▶ **Problem to solve**
Beginning at the line containing "Return one point per instance of the backpack, formatted" and continuing to the end of the records below, give each line again exactly as it stands, and only those lines.

[START OF Given records]

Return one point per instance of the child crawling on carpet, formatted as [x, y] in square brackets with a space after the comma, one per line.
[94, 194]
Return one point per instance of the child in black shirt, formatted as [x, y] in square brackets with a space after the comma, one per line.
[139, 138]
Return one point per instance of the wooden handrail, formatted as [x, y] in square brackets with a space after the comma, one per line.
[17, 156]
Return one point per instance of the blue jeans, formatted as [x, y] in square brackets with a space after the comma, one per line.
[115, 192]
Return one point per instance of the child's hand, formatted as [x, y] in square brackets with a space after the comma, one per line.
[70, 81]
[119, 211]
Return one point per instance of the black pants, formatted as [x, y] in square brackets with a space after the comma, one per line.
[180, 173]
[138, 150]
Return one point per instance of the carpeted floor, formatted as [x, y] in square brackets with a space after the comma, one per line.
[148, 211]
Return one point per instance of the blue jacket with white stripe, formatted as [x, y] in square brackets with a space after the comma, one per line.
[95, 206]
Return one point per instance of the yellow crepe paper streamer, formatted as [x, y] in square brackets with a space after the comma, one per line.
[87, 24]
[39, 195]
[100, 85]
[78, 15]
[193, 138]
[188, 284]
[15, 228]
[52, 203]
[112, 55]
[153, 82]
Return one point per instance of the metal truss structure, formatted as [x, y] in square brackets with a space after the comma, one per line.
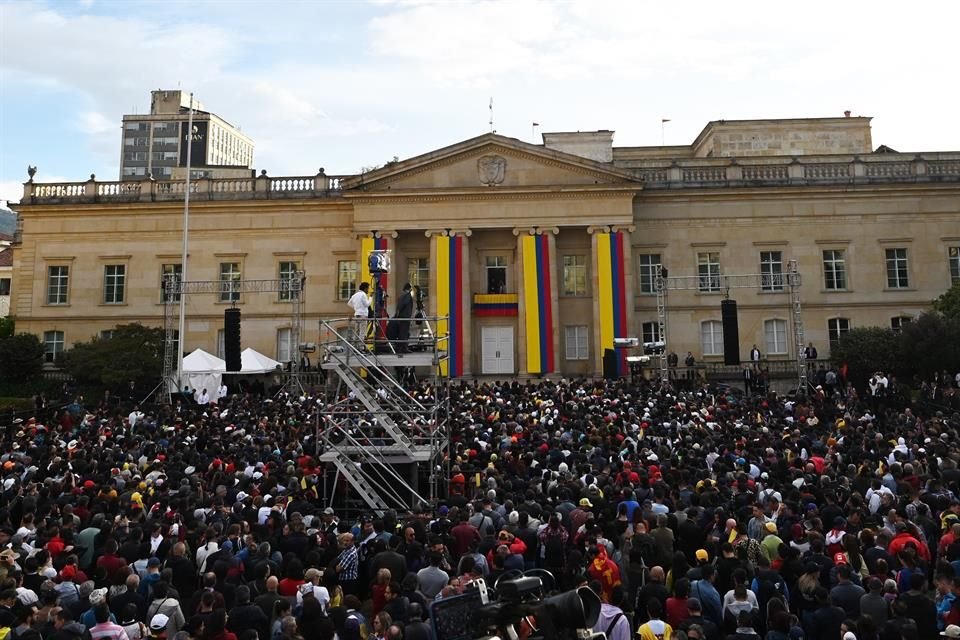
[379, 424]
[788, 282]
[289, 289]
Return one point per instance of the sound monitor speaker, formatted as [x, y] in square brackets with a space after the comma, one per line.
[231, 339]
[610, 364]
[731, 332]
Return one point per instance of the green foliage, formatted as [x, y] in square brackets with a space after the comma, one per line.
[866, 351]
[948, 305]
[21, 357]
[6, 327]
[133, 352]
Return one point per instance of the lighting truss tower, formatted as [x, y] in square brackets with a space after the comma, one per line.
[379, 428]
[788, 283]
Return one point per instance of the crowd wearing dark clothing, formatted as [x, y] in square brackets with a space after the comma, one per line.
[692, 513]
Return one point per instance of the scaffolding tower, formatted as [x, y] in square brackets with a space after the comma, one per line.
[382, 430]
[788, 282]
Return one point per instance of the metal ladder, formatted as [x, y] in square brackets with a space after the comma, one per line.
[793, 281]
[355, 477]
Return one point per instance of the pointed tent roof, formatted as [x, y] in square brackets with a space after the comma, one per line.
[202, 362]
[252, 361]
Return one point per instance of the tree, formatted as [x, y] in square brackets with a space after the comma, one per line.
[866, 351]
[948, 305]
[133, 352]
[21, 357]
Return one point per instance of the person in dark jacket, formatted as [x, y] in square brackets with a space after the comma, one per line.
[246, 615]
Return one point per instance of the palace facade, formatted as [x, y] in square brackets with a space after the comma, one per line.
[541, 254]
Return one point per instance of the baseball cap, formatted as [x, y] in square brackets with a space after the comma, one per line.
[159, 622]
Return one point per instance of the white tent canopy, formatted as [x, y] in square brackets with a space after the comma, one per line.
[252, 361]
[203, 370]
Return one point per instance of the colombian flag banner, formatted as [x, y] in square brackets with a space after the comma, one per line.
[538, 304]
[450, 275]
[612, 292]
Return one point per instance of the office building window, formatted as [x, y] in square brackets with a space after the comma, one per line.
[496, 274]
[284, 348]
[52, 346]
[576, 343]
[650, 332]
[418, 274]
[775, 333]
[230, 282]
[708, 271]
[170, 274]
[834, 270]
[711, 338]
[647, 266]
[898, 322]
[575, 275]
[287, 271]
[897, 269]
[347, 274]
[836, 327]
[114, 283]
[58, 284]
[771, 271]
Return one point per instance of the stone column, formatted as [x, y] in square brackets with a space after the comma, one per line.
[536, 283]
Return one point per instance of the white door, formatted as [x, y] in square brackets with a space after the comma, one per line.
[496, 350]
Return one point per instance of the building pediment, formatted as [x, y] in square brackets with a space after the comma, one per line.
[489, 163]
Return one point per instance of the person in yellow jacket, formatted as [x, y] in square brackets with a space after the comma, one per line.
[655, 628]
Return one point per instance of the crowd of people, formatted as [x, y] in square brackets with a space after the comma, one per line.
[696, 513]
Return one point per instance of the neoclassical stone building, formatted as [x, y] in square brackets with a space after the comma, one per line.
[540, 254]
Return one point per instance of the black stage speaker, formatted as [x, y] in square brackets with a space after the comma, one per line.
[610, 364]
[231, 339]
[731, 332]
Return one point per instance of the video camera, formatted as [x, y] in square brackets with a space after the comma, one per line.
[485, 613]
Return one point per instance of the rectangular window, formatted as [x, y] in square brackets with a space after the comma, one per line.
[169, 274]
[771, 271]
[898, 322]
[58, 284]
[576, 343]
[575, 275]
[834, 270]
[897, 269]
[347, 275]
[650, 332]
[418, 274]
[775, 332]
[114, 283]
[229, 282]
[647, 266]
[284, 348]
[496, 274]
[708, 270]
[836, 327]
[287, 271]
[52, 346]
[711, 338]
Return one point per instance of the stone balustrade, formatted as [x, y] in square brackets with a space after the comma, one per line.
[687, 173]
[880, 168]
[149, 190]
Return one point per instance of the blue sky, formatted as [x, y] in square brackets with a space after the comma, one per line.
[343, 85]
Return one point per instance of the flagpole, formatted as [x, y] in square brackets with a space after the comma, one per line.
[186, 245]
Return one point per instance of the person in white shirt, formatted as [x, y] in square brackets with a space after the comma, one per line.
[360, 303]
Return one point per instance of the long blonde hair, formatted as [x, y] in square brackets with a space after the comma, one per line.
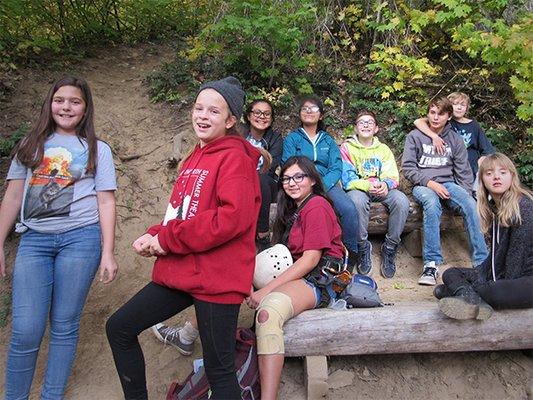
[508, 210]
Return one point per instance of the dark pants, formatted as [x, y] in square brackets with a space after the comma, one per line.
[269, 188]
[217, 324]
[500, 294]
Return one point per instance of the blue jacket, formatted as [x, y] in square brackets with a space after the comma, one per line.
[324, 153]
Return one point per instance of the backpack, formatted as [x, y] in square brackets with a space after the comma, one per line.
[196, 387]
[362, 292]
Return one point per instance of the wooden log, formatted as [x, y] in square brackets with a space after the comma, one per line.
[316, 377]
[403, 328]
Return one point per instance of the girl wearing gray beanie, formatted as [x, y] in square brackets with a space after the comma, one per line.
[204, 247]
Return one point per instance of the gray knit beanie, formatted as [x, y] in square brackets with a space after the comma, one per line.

[END OF Given records]

▶ **Response to this task**
Return one point per instance of the backpack, formatted as [x, y] in square brackets with a space after the comma, one per line.
[196, 387]
[362, 292]
Return one point per instance of the wooden log, formatted as [x, y] in square brackets with a space after the comma, one per line.
[316, 377]
[403, 328]
Return one point per instance of the girl wearing gray beanie, formatted as [x, y] in square brackets with a space after the comma, one per line.
[204, 247]
Return one point per instance of the gray knit beanie, formatted as [x, y] in square brackets with a space after the comma, one per line.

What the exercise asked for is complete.